» **Página**:

##############################

Assim, por meio das análises dos comentários de teor aporofóbico nas postagens do Padre Júlio Lancellotti sobre a população de rua, percebe-se, quando analisada à luz dos domínios de avaliação de Charaudeau o discurso de ódio contra essa camada da sociedade. Por meio do preconceito, naturaliza-se a marginalização e desumanização das pessoas em situação de rua, por isso, é de suma importância a implementação de leis e medidas que busquem tutelar os grupos em vulnerabilidade social.

2.4 LEGISLAÇÃO BRASILEIRA QUANTO À OCUPAÇÃO DO ESPAÇO PÚBLICO URBANO

O Direito é responsável por fornecer normas para que o Poder Público possa promover a organização das cidades, bem como dos espaços rurais ocupados pelo indivíduo, com o fito de promover a humanização desses logradouros (SILVA, 1995, p. 34-37). A interferência do Poder Público na estruturação das cidades, entretanto, é responsável pela promoção de conflitos, tendo em vista a insubordinação dos proprietários privados quanto algumas regras de urbanização, as quais são necessárias, entretanto, para a manutenção da ordem social (SILVA, 1995, p. 35).

A organização e ordenação dos espaços habitáveis pelos indivíduos, por sua vez, cabe ao Direito Urbanístico, o qual é responsável pela criação de princípios e normas aplicáveis àqueles locais (SILVA, 1995, p. 38). Nesse sentido, assim preceitua José Afonso da Silva quanto ao enquadramento do Direito urbanístico como uma fonte de normas:

São, pois, normas do direito urbanístico todas as que tenham por objeto disciplinar o planejamento urbano, o uso e a ocupação do solo urbano, as áreas de interesse especial (como a execução das urbanificações, o disciplinamento dos bens urbanísticos naturais e culturais), a ordenação urbanística da atividade edilícia e a utilização dos instrumentos de intervenção urbanística (SILVA, 1995, p. 38).

As normas urbanísticas, por sua vez, podem ser classificadas como normas constitucionais, pois há artigos sobre direito urbanístico na Constituição e normas ordinárias, que consistem nas leis ordinárias sobre o tema, pois são várias as fontes no Direito brasileiro sobre o tema (SILVA, 1995, p. 63).

##############################

Algum material:

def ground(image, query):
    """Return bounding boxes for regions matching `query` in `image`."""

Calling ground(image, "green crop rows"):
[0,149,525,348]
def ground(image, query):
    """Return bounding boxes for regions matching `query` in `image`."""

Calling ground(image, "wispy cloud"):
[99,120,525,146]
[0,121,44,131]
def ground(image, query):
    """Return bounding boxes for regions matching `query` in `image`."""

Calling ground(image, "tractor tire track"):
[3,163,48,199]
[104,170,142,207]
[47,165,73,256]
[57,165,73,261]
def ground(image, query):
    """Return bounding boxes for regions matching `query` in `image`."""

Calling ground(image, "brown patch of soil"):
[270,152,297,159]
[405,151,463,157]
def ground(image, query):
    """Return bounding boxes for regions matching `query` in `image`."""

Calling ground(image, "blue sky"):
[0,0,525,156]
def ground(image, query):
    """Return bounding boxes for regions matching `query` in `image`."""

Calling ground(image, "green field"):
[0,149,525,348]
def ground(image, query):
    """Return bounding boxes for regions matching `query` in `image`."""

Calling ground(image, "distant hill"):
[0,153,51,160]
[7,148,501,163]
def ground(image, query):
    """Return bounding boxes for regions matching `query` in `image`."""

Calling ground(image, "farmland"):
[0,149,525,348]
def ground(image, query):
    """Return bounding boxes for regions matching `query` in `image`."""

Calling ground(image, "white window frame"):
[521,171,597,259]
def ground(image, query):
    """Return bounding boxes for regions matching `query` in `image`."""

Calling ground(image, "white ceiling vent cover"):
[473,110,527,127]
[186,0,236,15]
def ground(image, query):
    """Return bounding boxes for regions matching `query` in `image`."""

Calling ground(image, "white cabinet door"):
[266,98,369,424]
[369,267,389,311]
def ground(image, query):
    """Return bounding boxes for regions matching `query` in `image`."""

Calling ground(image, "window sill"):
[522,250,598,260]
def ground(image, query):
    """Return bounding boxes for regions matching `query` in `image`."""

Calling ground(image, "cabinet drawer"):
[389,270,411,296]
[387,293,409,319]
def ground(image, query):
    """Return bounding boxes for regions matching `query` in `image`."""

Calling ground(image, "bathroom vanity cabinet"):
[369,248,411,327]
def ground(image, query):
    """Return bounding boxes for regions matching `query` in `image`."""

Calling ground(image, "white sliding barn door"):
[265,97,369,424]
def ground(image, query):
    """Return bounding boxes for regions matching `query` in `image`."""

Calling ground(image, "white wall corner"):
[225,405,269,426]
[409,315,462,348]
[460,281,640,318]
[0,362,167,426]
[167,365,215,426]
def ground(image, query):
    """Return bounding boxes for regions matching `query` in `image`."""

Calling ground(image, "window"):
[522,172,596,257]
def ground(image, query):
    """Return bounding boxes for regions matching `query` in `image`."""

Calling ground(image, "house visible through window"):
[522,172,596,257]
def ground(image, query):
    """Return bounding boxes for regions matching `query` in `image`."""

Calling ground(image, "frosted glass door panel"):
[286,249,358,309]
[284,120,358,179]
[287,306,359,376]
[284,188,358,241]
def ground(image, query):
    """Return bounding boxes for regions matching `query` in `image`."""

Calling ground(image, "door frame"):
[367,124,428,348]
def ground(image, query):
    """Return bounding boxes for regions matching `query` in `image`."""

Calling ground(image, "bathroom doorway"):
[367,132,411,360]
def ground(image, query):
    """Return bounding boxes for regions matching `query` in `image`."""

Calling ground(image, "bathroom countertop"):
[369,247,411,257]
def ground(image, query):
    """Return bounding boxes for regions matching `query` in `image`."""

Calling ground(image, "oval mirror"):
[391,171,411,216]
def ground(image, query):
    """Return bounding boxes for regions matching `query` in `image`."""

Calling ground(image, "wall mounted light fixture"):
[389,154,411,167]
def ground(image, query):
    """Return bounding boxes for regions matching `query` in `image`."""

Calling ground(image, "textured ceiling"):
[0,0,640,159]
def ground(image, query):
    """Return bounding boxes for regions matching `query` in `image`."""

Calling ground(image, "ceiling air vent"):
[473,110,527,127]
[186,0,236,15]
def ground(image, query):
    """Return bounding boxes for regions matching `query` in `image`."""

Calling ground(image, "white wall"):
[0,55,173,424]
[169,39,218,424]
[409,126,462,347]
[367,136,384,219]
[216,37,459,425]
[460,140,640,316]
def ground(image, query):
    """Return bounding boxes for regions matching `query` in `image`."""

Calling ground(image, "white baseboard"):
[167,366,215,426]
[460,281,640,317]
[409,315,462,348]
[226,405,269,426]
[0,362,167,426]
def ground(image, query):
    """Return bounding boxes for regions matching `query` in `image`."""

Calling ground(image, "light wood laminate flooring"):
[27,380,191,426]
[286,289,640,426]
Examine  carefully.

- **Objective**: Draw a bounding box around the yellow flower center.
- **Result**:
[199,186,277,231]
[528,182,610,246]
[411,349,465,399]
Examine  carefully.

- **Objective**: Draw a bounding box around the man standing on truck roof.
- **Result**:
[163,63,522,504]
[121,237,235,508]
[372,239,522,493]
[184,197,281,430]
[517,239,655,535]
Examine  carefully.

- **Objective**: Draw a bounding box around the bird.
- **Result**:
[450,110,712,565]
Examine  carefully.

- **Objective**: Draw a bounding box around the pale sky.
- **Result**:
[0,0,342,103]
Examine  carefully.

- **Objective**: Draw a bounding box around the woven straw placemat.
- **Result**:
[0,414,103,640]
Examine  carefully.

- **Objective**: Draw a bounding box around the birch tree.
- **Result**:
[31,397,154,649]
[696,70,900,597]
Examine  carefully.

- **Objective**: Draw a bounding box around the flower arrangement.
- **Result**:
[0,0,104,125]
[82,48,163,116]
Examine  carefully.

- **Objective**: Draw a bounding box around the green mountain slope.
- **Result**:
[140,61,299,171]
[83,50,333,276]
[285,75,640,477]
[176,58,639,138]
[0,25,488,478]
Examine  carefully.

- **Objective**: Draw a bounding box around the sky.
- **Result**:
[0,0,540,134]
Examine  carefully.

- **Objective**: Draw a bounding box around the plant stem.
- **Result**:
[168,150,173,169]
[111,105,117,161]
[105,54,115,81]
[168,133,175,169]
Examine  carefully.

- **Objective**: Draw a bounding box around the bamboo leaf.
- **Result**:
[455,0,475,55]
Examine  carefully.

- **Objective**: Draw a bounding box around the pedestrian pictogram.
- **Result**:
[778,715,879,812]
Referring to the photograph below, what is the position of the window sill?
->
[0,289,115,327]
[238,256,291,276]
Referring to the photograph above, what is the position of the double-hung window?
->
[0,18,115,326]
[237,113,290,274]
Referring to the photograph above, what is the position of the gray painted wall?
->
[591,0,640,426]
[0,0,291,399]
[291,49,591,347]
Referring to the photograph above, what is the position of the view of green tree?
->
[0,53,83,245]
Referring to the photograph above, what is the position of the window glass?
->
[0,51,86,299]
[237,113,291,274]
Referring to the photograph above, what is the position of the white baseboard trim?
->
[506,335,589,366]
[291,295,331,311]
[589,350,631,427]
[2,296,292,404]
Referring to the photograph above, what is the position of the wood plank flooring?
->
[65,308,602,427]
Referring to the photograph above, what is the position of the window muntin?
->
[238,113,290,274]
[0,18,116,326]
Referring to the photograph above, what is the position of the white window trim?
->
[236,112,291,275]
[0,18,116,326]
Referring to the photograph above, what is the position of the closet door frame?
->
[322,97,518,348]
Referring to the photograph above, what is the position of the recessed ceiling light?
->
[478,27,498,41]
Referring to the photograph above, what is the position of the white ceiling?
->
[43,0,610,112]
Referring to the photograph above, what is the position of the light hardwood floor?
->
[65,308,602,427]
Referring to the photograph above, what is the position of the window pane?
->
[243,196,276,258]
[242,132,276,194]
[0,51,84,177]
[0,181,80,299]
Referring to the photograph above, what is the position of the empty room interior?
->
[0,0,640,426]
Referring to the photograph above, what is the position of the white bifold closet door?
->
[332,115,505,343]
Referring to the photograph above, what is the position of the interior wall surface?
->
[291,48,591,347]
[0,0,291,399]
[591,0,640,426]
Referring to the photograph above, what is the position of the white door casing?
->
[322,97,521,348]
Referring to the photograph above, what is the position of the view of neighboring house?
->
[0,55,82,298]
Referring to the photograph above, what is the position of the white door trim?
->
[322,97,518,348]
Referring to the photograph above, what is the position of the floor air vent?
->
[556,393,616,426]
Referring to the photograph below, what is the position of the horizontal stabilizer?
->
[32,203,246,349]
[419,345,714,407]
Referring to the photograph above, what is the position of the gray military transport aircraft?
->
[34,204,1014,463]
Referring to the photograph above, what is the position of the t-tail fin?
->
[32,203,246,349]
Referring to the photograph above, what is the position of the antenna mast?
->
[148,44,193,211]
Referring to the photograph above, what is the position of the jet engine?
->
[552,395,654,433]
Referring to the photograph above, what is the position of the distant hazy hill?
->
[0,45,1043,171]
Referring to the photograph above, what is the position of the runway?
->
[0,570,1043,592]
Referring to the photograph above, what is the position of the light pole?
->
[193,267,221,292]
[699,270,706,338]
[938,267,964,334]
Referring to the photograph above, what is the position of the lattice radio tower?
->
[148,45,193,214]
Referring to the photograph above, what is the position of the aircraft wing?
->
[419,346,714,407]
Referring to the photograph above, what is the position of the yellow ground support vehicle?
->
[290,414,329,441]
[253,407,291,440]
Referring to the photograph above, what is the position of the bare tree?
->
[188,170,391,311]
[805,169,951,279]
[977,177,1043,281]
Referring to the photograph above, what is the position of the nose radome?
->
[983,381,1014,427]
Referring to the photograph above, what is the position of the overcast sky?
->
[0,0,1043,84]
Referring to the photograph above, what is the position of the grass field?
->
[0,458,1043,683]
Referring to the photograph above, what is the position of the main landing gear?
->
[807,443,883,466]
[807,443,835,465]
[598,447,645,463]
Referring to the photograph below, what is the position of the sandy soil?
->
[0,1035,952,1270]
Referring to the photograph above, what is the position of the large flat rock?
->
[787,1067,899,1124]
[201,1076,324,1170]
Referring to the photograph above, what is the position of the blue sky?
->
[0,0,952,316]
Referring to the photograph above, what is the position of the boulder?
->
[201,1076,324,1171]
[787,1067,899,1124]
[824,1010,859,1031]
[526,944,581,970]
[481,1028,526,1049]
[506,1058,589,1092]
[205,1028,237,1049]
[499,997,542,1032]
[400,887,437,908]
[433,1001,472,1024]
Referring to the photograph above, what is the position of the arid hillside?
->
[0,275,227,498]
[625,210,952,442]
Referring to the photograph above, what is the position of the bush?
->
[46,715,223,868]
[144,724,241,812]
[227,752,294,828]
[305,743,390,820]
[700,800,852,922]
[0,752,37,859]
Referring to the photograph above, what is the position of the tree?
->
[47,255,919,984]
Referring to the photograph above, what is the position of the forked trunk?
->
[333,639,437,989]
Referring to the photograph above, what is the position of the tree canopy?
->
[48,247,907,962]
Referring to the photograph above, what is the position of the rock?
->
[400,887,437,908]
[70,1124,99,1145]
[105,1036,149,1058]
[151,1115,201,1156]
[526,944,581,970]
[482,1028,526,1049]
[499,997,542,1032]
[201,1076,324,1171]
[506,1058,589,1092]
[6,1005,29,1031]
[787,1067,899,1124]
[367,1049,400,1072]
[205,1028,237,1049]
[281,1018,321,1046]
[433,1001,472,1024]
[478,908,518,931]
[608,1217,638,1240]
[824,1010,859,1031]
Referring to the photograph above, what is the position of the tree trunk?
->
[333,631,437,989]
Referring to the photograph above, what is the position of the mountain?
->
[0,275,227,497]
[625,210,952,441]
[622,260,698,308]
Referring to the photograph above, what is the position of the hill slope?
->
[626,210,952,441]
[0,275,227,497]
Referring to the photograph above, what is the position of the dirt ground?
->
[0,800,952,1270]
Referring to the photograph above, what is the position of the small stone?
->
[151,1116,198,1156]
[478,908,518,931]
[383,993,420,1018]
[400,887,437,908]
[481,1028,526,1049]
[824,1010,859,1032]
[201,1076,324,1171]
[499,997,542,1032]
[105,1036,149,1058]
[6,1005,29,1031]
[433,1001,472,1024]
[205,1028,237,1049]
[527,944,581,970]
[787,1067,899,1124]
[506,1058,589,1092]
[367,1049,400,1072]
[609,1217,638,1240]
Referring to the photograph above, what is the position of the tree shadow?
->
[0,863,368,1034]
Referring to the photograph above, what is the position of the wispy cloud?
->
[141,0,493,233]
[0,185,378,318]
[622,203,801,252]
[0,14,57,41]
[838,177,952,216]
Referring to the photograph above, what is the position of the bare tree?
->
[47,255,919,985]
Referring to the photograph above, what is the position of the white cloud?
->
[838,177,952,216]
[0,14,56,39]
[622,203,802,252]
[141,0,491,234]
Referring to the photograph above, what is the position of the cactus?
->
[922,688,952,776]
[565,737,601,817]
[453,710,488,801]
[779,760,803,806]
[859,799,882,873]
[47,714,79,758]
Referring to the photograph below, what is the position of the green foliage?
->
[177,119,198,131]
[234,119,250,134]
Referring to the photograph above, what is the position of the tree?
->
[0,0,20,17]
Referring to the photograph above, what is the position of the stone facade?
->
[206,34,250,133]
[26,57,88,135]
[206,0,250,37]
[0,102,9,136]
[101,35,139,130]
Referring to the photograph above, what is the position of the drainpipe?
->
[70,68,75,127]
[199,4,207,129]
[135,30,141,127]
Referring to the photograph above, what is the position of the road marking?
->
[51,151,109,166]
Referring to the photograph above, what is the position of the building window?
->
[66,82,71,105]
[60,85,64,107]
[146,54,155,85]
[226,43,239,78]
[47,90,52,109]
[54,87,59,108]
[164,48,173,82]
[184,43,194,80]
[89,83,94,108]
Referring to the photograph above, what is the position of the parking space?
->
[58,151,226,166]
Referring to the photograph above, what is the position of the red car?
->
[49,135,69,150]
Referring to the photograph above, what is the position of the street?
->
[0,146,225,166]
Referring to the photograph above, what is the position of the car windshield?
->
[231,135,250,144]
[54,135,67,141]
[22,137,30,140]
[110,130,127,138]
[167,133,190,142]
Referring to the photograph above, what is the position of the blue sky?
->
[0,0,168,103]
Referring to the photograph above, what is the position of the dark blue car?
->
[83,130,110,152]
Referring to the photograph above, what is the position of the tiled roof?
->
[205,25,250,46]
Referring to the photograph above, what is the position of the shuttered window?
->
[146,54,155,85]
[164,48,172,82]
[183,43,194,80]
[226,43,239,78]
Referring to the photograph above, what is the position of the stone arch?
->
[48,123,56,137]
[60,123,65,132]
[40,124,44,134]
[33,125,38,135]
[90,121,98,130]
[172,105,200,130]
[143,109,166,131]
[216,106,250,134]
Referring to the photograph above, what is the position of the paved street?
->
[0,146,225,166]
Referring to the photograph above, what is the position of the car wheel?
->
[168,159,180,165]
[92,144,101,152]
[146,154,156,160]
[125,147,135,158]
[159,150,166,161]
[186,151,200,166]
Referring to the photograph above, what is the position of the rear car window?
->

##############################

» **Instrução**:
Responda com base na página:
1. De quem são as postagens cujos comentários foram analisados?
2. A qual ramo do Direito cabe a organização e ordenação dos espaços habitáveis?
3. Em quais dois tipos as normas urbanísticas podem ser classificadas?
Não é preciso usar este material.

» **Resposta certa**:
1. Do Padre Júlio Lancellotti.
2. Ao Direito Urbanístico.
3. Em normas constitucionais e normas ordinárias.